### Exercise brief
Resume the passage below on Zen training and the illusory ego, picking up right after its last sentence.

[Supplied passage Boundary: Start]

There is the verbal dialogue, yes. That goes on. But also, spread over a long period of time and in the intervals, the students are practicing meditations.
They are making efforts to control their minds and emotions, and practicing those things which are the Buddhist equivalents of yoga. So that, in parallel to the intellectual discussion, there is going on a total devotion of one’s whole being to a quest—morning, noon, and night. And so, you see, this works up to a very considerable psychic alertness.
It makes the student put a very considerable psychic investment in the task. And as he goes on, you see, he becomes more and more frustrated. Because as the trap closes and he finds that it’s impossible to do the right thing, because the right thing is always done for the wrong reason—when the wrong man uses the right means the right means work in the wrong way.
You see? There is something you could do to attain liberation—or as the Christian would say: union with God—if you could do it. But the Christian would say: by reason of original sin you can’t, because through original sin everybody is basically selfish, and you can’t be unselfish for a selfish reason.
But you have only selfish reasons. So to him that hath shall be given. But, of course, he doesn’t need it.
From him that hath not shall be taken away even that which he hath. Poor fellow! What is he to do?
So, you see, in this way the teacher closes a trap on the student where he finds himself completely impotent. Not only can he not do anything that will bring about his salvation, he is also unable not to do anything. One might say: you must do nothing, you must be completely passive.
But you can’t do that, because the moment you try to be passive you’re doing something. So you get into the state which they call in Zen Buddhism a mosquito biting and iron bull—or as we would say in our Western idiom: the state when the irresistible force meets the immovable object. Where something must be done but simply cannot be done.
And in this state of maximum frustration there is an opportunity to understand the situation. To understand that I—the meaning of the state “I cannot do, I cannot not do”—the meaning of this state is that the separate I which you thought yourself to be is an illusion. That’s why it cannot do and why it cannot not do.
You see, what is our I, our ego? Some time in the development of man—maybe 3,000–4,000–5,000 years ago—we developed self-consciousness in a peculiar way. We began to realize that, by directed thought, we could control our environment.
And then it was, you see, that we had a sense of responsibility Let’s just assume for the sake of argument that there was a time when nobody deliberated. They did exactly what they felt like. When you were hungry, you ate.
When you were thirsty, you drank. When you were angry, you hit something. When you were happy, you danced.
But you never stopped to think what was the right thing to do. You just trusted your intuition, your instincts, your unconscious, or whatever it might be called. Well that was great, because nobody worried.
Nobody had any problems when it was like that. See, a baby is in the same situation today. Now, maybe you were unsuccessful.
Maybe the thing you did spontaneously was absolutely the wrong thing, and the tiger ate you up. Well, that was alright. Because it really doesn’t matter if the tiger eats you up so long as you weren’t spending your previous time worrying about it.

[Supplied passage Boundary: End]
[Dataset extract Boundary: Start]

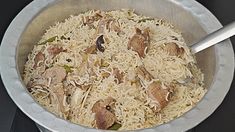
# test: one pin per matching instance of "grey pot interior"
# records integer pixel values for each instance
(190, 17)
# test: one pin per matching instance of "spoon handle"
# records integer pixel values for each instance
(214, 38)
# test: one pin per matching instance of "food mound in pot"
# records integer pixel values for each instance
(114, 70)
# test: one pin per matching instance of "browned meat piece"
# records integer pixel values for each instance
(144, 73)
(173, 49)
(54, 50)
(104, 119)
(108, 103)
(158, 94)
(56, 73)
(91, 50)
(140, 41)
(104, 114)
(118, 75)
(38, 58)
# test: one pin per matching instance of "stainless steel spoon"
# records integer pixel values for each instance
(214, 38)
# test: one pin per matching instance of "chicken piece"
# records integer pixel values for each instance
(39, 57)
(104, 119)
(158, 95)
(54, 50)
(118, 75)
(57, 74)
(140, 41)
(108, 103)
(77, 97)
(144, 73)
(104, 113)
(173, 49)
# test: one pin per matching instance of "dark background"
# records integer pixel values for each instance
(222, 120)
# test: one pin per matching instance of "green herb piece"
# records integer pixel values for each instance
(49, 40)
(145, 19)
(115, 126)
(68, 69)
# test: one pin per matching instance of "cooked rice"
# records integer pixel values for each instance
(132, 108)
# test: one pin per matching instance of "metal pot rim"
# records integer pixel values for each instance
(25, 102)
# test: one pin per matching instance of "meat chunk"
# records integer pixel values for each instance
(104, 119)
(104, 114)
(54, 50)
(173, 49)
(158, 95)
(144, 73)
(39, 57)
(119, 75)
(140, 42)
(77, 97)
(57, 74)
(100, 104)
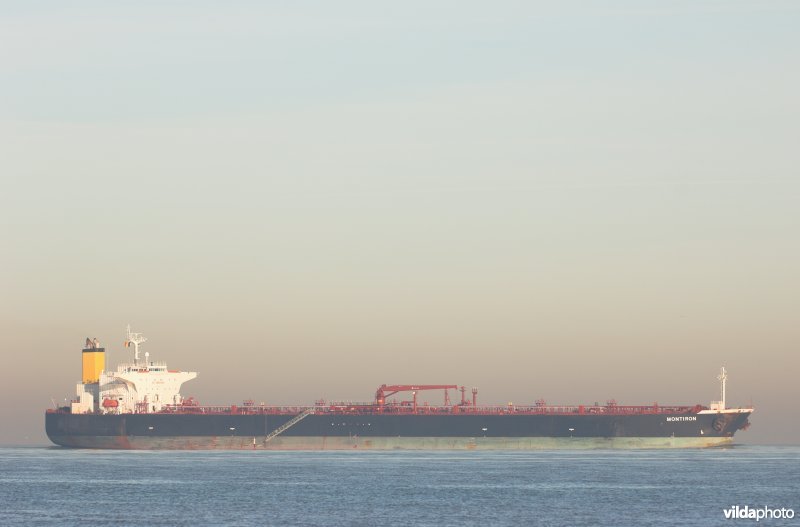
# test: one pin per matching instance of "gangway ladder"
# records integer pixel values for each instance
(287, 425)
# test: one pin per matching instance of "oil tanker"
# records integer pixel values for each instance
(139, 406)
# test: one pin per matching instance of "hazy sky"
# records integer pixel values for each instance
(569, 200)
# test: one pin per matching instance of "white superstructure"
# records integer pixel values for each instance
(143, 386)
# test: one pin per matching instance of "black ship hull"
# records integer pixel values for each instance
(387, 432)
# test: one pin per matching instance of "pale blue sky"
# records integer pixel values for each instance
(541, 199)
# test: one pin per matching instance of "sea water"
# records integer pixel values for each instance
(57, 486)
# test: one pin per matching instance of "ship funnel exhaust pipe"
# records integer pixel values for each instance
(723, 376)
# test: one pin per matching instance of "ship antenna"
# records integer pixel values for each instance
(723, 376)
(135, 339)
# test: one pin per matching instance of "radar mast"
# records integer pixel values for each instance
(135, 339)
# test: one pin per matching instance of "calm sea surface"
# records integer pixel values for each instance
(57, 486)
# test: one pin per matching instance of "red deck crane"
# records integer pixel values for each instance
(385, 391)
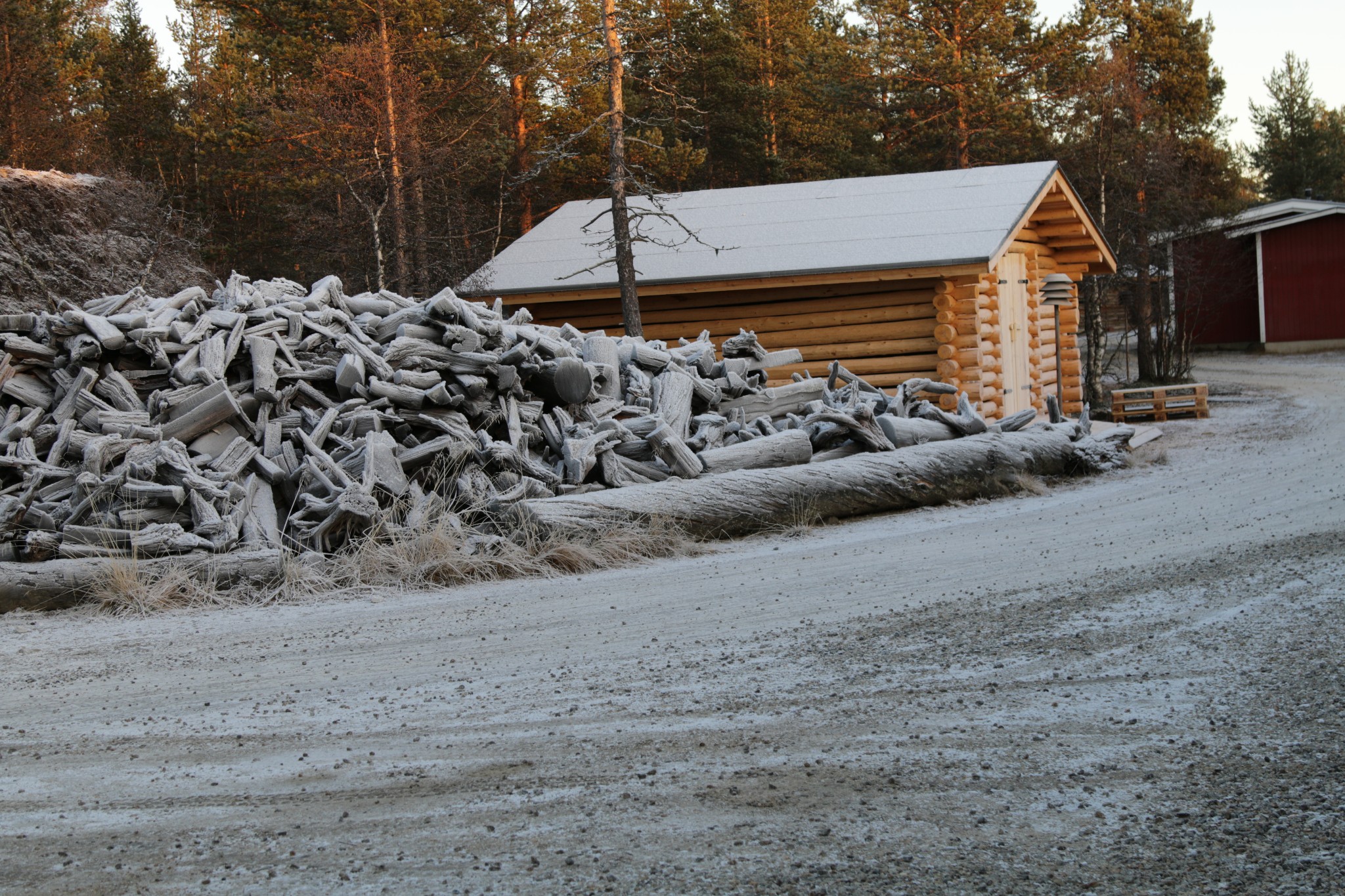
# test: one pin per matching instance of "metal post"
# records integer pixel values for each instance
(1060, 366)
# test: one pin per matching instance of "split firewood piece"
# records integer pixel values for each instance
(18, 323)
(417, 379)
(709, 431)
(845, 449)
(783, 449)
(861, 425)
(1053, 410)
(29, 390)
(450, 446)
(261, 512)
(265, 383)
(381, 464)
(670, 449)
(202, 412)
(69, 403)
(838, 373)
(775, 359)
(565, 381)
(62, 442)
(400, 395)
(118, 390)
(580, 456)
(1016, 422)
(373, 362)
(906, 431)
(779, 400)
(645, 355)
(744, 345)
(26, 350)
(508, 457)
(965, 422)
(108, 335)
(139, 490)
(671, 396)
(606, 356)
(513, 422)
(232, 461)
(205, 519)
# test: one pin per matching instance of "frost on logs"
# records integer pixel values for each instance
(268, 416)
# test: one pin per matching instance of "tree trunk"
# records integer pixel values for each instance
(1142, 312)
(518, 109)
(518, 100)
(420, 228)
(1095, 335)
(772, 148)
(397, 202)
(617, 175)
(743, 501)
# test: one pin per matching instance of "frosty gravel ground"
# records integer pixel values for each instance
(1128, 684)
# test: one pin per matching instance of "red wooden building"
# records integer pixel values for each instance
(1268, 277)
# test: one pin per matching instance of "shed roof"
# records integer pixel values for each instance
(1282, 214)
(933, 219)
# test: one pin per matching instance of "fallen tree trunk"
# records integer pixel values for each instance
(53, 585)
(743, 501)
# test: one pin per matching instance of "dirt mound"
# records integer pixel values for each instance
(78, 237)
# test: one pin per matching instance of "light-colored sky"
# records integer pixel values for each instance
(1251, 37)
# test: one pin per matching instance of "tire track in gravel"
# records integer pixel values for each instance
(1121, 696)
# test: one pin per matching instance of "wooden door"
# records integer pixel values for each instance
(1013, 333)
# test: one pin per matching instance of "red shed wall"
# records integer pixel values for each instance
(1305, 280)
(1215, 288)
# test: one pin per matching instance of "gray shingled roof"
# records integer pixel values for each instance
(860, 223)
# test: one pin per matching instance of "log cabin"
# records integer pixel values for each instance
(1268, 278)
(931, 276)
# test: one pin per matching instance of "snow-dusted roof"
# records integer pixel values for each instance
(930, 219)
(1286, 211)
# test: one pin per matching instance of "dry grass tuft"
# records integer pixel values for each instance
(135, 587)
(1029, 484)
(441, 554)
(436, 554)
(805, 515)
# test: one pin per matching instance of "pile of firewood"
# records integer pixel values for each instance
(272, 416)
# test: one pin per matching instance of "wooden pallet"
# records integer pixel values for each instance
(1161, 402)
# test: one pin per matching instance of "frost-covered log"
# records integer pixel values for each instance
(749, 500)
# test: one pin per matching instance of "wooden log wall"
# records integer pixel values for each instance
(884, 332)
(1053, 241)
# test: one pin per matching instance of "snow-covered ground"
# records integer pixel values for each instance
(1128, 684)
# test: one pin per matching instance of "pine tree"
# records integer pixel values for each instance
(49, 83)
(1146, 146)
(962, 83)
(135, 97)
(1298, 148)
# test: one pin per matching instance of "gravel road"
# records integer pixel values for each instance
(1124, 685)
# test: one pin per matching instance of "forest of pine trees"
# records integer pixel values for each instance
(403, 142)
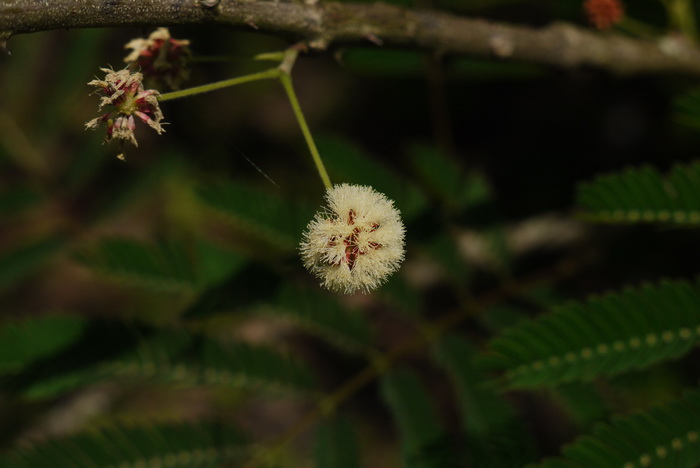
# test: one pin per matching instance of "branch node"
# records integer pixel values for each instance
(502, 46)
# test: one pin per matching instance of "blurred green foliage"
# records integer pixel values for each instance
(169, 285)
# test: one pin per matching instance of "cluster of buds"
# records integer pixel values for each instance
(356, 242)
(603, 14)
(123, 93)
(162, 59)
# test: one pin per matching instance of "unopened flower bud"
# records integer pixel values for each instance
(123, 94)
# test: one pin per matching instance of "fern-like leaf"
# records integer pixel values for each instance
(30, 340)
(664, 437)
(25, 259)
(423, 440)
(643, 195)
(605, 335)
(175, 358)
(164, 267)
(259, 213)
(457, 189)
(320, 314)
(336, 445)
(495, 436)
(174, 446)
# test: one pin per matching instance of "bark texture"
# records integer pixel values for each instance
(326, 24)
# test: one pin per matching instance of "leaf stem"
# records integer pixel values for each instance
(286, 81)
(264, 75)
(682, 17)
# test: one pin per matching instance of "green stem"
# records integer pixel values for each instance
(286, 81)
(268, 74)
(683, 17)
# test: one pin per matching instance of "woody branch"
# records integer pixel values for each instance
(327, 24)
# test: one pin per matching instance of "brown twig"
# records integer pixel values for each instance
(329, 23)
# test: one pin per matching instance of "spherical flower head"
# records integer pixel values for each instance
(123, 93)
(162, 59)
(356, 242)
(603, 14)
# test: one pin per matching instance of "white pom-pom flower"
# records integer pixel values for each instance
(356, 242)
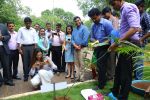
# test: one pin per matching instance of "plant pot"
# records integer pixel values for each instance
(140, 86)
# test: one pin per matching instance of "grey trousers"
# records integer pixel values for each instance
(111, 65)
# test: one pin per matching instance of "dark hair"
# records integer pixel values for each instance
(106, 10)
(48, 23)
(70, 27)
(58, 24)
(27, 19)
(36, 24)
(34, 59)
(10, 23)
(94, 11)
(40, 30)
(139, 2)
(76, 17)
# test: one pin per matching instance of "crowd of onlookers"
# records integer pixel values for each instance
(45, 51)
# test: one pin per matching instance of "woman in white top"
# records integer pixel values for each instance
(42, 68)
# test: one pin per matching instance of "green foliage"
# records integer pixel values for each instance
(86, 5)
(88, 23)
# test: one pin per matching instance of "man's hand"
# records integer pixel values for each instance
(141, 41)
(112, 47)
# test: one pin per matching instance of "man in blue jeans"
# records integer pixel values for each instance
(101, 31)
(129, 26)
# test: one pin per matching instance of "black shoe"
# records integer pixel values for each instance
(1, 83)
(16, 77)
(9, 83)
(25, 79)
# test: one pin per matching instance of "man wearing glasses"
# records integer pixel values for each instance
(80, 41)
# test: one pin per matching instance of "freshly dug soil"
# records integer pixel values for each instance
(142, 85)
(62, 98)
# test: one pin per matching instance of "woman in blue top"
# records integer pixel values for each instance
(69, 52)
(43, 41)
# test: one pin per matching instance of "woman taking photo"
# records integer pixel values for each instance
(42, 68)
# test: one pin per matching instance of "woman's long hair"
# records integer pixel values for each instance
(34, 56)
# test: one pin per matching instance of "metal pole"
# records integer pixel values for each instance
(53, 14)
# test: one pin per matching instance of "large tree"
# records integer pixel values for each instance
(12, 10)
(67, 17)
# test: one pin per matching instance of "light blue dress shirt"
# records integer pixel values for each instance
(101, 31)
(80, 35)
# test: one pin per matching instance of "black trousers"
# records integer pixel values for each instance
(27, 58)
(4, 59)
(13, 62)
(56, 56)
(123, 77)
(102, 58)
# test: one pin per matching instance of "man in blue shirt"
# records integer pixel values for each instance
(80, 41)
(101, 31)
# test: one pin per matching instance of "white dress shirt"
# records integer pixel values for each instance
(13, 41)
(48, 33)
(27, 36)
(56, 40)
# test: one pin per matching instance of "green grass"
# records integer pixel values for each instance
(75, 92)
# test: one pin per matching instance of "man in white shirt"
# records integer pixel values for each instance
(57, 39)
(4, 56)
(48, 33)
(26, 44)
(14, 53)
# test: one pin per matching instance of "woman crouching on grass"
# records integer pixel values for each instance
(42, 69)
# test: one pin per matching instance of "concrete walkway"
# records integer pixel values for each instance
(23, 87)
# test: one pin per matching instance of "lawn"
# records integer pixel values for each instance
(75, 93)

[Dataset extract Boundary: End]

### Answer to this exercise
See, everybody dies. And if you die—CLUNK—like that, that’s that. You don’t spend all your life before you die worrying about death.
You don’t spend all your time before you get sick worrying about getting sick. And when, you see, you move on that level of unpremeditated spontaneous behavior, that’s the golden age. And the reason people look back with nostalgia to the golden age is because that was the time of irresponsibility.
But when people began to see that they could provide for the future, and that they could look after things, and take care, and direct everything—immediately, anxiety came into the world. See, that was the fall of man. Because then, the moment you start doing that, you begin to think: now, having thought this question through and decided that such and such is the right thing to do, have I thought it over carefully enough?
Now, that’s a real bugaboo of a question! You know, you go out of the house and you wonder: did I turn off the gas stove? I think I did.
But on the other hand, I’m not quite sure. Let’s go back and see. So, having gone about five blocks, you walk back.
Yes you did turn it off. So you go out again. And you wonder again: now, I wonder if I really looked, or whether I was so keen on finding out that I did turn it off that some sort of wishful thinking perverted my consciousness, and whether I hadn’t better check that I really did look properly.
You see? Well, this way you never get away. You’re trapped.
So this, you see, is the problem of all self-conscious beings. They feel responsibility, then they feel responsible for being responsible, and responsible for being with responsible for being responsible. And there’s no end to it.
So then, in this obscure way, everybody wants to get back to the golden age. But they say, “If I just acted as I felt and was completely spontaneous, goodness only knows what would happen!” Jesus, you see, said to do that. He did!
And everybody reads it in the King James Bible, where it means nothing: Oh, I mean, it sounds lovely read in church. But what it says—everybody says, “Uh, uh, uh, uh! No!
That’s the Sermon on the Mount, and that’s not practical. Nobody can do that. That may be for a few saints, but after all, in our practical life as practicing Christians in the modern world, we can’t do that kind of thing.” Well, isn’t that funny!
Why can’t you do it? I mean, that’s the real reason for saying it in the first place. Jesus said many very strange things.
For example, in the parable of the Pharisee in the Publican: how the Pharisee goes up into the front row and says how good he is, and that he has fulfilled all his obligations and paid the tithes. And then there’s this publican who goes into the back and sits there and beats his breast and says, “God be merciful to me, a sinner.” And Jesus says, “Now, that man was the right man. He was justified.” But the moment he’s told that story, everybody creeps into the back row and says, “God be merciful to me, a sinner.” And they’re all in the front row again.
Nobody can do it, you see? That’s why the story is told. In the same way, he says: “Take no thought for the morrow”—stop being anxious!
Like going to a psychiatrist and he says to you, “Oh, don’t worry. Stop being nervous.” Can you? See, nobody can.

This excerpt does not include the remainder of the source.